Items from a dataset
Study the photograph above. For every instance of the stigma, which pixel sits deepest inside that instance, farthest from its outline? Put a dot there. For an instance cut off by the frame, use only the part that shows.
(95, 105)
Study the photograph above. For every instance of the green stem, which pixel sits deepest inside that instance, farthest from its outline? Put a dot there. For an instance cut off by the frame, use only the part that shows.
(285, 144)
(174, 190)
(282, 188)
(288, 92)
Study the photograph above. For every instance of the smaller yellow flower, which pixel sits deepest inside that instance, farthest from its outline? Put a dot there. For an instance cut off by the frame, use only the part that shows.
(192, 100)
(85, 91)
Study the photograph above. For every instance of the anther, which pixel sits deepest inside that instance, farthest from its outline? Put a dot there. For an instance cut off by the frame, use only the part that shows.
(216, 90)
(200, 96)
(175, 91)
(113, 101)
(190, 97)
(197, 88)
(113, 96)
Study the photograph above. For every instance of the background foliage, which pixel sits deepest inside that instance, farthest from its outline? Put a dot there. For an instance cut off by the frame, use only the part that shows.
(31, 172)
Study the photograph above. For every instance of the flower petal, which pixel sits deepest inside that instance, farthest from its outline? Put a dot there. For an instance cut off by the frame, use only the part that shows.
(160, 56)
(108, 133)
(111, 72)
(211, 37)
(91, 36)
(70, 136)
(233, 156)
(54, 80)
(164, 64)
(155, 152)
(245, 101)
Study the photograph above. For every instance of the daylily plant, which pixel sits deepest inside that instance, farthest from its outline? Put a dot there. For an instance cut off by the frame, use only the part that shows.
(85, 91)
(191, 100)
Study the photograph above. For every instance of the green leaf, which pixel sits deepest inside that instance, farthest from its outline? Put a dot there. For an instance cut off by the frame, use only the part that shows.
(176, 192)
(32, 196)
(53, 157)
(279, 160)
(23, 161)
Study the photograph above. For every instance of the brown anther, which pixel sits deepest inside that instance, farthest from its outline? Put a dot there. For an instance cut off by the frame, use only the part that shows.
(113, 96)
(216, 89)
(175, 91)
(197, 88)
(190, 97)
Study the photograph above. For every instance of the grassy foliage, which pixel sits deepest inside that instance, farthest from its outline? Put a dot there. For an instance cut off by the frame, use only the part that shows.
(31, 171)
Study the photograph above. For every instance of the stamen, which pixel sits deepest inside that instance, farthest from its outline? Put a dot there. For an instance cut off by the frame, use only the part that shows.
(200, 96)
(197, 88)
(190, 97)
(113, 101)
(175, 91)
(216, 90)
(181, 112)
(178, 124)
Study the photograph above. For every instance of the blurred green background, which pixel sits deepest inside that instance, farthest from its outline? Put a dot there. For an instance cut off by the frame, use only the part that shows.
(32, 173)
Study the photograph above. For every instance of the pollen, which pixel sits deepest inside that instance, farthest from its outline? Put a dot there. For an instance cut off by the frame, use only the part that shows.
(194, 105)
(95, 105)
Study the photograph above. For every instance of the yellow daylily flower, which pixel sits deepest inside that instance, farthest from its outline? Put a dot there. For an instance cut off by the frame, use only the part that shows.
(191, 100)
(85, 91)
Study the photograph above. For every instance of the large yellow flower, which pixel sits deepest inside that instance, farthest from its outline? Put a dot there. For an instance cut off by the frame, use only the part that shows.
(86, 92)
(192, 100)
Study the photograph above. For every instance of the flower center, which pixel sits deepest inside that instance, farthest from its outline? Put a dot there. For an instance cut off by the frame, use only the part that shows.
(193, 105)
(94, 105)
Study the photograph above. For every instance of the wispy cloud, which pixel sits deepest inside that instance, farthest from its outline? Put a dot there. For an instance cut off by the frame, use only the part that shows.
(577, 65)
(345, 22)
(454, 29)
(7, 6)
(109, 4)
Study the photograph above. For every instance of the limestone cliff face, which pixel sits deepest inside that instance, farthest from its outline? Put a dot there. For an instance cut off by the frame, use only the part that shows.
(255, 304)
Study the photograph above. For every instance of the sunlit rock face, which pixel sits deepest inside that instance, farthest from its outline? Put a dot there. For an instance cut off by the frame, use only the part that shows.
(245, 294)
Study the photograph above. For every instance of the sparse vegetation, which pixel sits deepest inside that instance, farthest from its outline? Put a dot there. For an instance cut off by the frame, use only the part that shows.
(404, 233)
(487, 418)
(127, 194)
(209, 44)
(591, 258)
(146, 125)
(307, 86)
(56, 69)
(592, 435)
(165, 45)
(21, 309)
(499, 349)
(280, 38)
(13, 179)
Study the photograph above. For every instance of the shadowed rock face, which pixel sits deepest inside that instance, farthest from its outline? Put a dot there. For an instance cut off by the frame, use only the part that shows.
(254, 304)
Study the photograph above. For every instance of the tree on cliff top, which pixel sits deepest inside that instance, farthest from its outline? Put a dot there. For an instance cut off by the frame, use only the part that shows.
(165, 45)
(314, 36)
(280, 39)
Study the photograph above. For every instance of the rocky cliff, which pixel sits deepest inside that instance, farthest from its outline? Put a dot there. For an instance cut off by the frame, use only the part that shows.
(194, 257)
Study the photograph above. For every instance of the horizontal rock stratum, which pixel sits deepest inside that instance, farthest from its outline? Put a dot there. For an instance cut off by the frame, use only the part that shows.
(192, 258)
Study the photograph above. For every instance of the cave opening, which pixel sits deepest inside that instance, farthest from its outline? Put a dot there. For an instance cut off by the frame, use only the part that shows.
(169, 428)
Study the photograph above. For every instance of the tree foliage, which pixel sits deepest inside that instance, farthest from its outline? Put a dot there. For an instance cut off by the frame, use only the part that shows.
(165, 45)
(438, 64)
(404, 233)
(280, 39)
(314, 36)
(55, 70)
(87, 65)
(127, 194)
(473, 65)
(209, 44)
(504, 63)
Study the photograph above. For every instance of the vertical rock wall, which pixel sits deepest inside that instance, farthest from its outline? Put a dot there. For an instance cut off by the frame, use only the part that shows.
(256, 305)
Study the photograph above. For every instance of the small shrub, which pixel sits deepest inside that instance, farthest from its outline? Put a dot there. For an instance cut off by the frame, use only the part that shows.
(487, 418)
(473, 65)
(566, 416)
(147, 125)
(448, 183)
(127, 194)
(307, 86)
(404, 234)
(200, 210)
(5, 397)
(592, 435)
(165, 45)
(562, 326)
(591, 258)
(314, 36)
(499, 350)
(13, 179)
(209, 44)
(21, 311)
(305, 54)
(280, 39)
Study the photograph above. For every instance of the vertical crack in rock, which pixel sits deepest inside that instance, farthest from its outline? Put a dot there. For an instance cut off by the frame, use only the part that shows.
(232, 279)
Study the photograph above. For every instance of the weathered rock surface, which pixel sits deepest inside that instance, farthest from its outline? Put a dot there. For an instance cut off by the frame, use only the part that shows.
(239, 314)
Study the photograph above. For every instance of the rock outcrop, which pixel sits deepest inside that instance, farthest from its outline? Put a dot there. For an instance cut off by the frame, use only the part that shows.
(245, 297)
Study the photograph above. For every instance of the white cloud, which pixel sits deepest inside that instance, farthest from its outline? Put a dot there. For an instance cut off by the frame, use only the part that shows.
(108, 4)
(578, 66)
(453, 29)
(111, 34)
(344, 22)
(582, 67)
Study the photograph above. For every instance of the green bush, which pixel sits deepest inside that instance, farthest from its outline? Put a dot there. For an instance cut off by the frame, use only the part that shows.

EXERCISE OBJECTIVE -> Write the whole listing out again. Keep every line exactly as it is.

TASK ANSWER ->
Study the photograph above. For every instance of the stigma, which pixel sits deepest inside that instance, farthest from its outline? Put a dot there. For an instance cut off by the frame, use only the part that shows.
(95, 105)
Study the photograph above. For every instance of the green stem, which pixel sits deepest inside that instance, farthest from its outline? Put a dot there. For an instance cut off by the frame, use only the part that shows.
(285, 144)
(174, 190)
(282, 188)
(288, 92)
Study the photograph above. For every instance of the smaller yellow flower, which pixel sits deepest inside that instance, farthest from its outline? Put a dot there. For an instance cut off by the frame, use only the part that shows.
(192, 100)
(85, 91)
Study the photograph above. For every instance of the anther, which pixel sits deepest inside that instance, farthest from its outline? Put a dot there. For an instance cut off by the frame, use only the part that shows.
(216, 90)
(200, 96)
(175, 91)
(113, 101)
(190, 97)
(197, 88)
(113, 96)
Study the photograph above. For every instance of the background foliage, which pixel sits deepest inside that instance, farthest from its outline? Put a dot there. For an instance cut off by the frame, use only the part that shows.
(31, 172)
Study the photograph above. For every instance of the flower petal, which pixel sits deepest inside that instance, farthest from its outline? Put a dot there. For an instance cut off by the frame, use only the part that shows.
(160, 56)
(108, 133)
(111, 72)
(211, 37)
(91, 36)
(70, 136)
(233, 156)
(54, 80)
(164, 64)
(155, 152)
(245, 101)
Study the photograph above. For every instance of the daylily plant, which pixel sits deepest inside that instance, farthest from its outline? Put a dot there. For an instance cut off by the frame, use only the part that shows.
(85, 91)
(191, 100)
Study the photograph above. For every instance of the green leaf, which pixel sits deepest inside that instance, farthest from its outline? Put a dot there. For an instance cut off by the frame, use only the part that shows.
(176, 192)
(32, 196)
(53, 157)
(279, 160)
(23, 161)
Study the photograph above. For every instance of the brown anther, which pixel sits deepest inside that instance, farthest from its outline? Put a dot there. For an instance cut off by the frame, use only the part that shows.
(113, 96)
(216, 89)
(175, 91)
(197, 88)
(190, 97)
Study the photograph above. For every instance of the grassy foliage, which pixel sits deepest inside that instance, farthest from its outline? Put a dot there. For an instance cut off by the frame, use only the part that shows.
(31, 171)
Study the photograph above. For every instance of the stamen, which pixel sits deepest inside that instance, farthest from its outline? Put a dot there. For an instance cut off by the frame, use only the part that shows.
(200, 96)
(197, 88)
(190, 97)
(113, 101)
(175, 91)
(216, 90)
(181, 112)
(178, 124)
Study the photograph above. For every instance of the blurred green background, which pixel sits deepest inside that instance, farthest from its outline? Put a dot there. For an instance cut off by the frame, use only the part that shows.
(32, 173)
Study the photograph above. For every instance of the pollen, which pixel sits deepest inside that instance, farthest from its outline? Put a dot there. For an instance cut off by the frame, use only the part that shows.
(194, 105)
(95, 105)
Study the photograph above. For every instance of the yellow daylily flower, which pixel sits deepest inside that instance, farthest from its outline? Put a dot there. For an instance cut off by the frame, use only the part that shows.
(191, 100)
(85, 91)
Study the photograph above. For every instance of the large yellow flower, which pixel sits deepest inside that instance, farthest from its outline? Put a dot there. For an instance cut off by the frame, use only the part that shows.
(86, 92)
(192, 100)
Study the photograph above. For every instance of the flower center, which pixel sits deepest inside that instance, farthest from its outline? Put a dot there. For an instance cut off by the frame, use only the part that shows.
(193, 105)
(94, 105)
Study the photograph above. For every instance of the wispy cloud, which pixel sits deepest inside that instance, farthest from its outline? Put a dot there. For an instance cut off by the frame, use only the part that shows.
(577, 65)
(345, 22)
(454, 29)
(7, 6)
(109, 4)
Study the photograph above. For every instance of the limestone cliff face, which pixel sits deepest inside that instance, farthest from its outline? Put a dot there. For an instance cut off by the frame, use only the part that shows.
(255, 304)
Study the photograph above. For every instance of the sunlit rock face, which pixel sits deepest inside that instance, farthest from its outline? Put a dot there. For an instance cut off by the frame, use only the part that shows.
(245, 294)
Study the photograph above. For every instance of the sparse vegetation, which pixel sits deepest inside that instance, farthest from its outline? Put a dot there. For an instance cut off by the frame, use only the part that shows.
(404, 233)
(487, 418)
(127, 194)
(209, 44)
(591, 258)
(146, 125)
(307, 86)
(56, 69)
(592, 435)
(165, 45)
(21, 309)
(499, 349)
(280, 38)
(13, 179)
Study the photograph above. For every instance of the shadowed rock face, which pixel sits deepest inside that instance, farthest from its outline? Put a dot there. For an instance cut off by the frame, use only the part that shows.
(254, 304)
Study the photograph above. For every instance of the tree on cliff top, which pixel sits deepest inside that instance, farthest from its outline? Put a dot there. For an instance cut off by the frame, use only the part that shows.
(165, 45)
(314, 36)
(280, 39)
Study the photograph above. For every instance of the rocky cliff, which pixel sits deepest inside that instance, farthest from its outline? Put a dot there. For an instance cut off by the frame, use only the part that shows.
(194, 257)
Study the photograph above. For every instance of the horizontal rock stratum, which pixel sits deepest inside that instance, farthest from its outline? Put a dot there. For an instance cut off by the frame, use only the part that shows.
(192, 258)
Study the photograph above. For every instance of the cave opening, which pixel sits deepest inside that instance, farthest from its outline? Put a dot there. For an instance cut off by the frame, use only the part that shows.
(169, 428)
Study the photograph above. For every instance of the tree foliage, which pixel sits deepest inside that instance, farthest from its outline? Put a dot there. For an instance cut off by the frame, use only the part that shows.
(165, 45)
(438, 64)
(404, 233)
(280, 39)
(314, 36)
(55, 70)
(87, 65)
(127, 194)
(473, 65)
(209, 44)
(504, 63)
Study the photograph above. For every instance of the vertical rock wall, which pixel sits deepest inside that instance, farthest from its outline? Put a dot there. For an instance cut off by the frame, use only the part that shows.
(256, 305)
Study the photograph above. For every instance of the small shrub, which pixel sits deepest inside that instance, farthest from its outline? Put a dot there. For an instance cut off by the frame, use only the part that shows.
(487, 418)
(473, 65)
(566, 416)
(147, 125)
(448, 183)
(127, 194)
(307, 86)
(404, 234)
(200, 210)
(5, 397)
(592, 435)
(165, 45)
(562, 326)
(591, 258)
(314, 36)
(499, 350)
(13, 179)
(209, 44)
(21, 311)
(305, 54)
(280, 39)
Study the photograph above. For every instance of the vertical crack in rock, which pixel sits deepest inside that instance, farthest from its outline? Put a dot there. For an instance cut off by the frame, use only the part that shows.
(232, 279)
Study the photograph above. For every instance of the weathered rock surface, which pixel sits deepest inside that instance, farthest from its outline? Put a dot there. For an instance cut off by the frame, use only the part that shows.
(239, 314)
Study the photograph above. For every instance of the rock outcrop, which pixel sits deepest inside that instance, farthest from its outline? Put a dot there. For an instance cut off by the frame, use only the part that shows.
(245, 297)
Study the photograph above. For every instance of the white cloud, which pixel sits deepest inside that instance, farthest from its outline? Put a dot there. For an instance cut off by the frame, use only the part that shows.
(108, 4)
(578, 66)
(453, 29)
(111, 34)
(344, 22)
(582, 67)
Study the photograph above. For every instance of the green bush, which pixel sits deepest inside that instance, farthest from its outline? Put a dot there. For an instance cut off by the frame, use only the part that shows.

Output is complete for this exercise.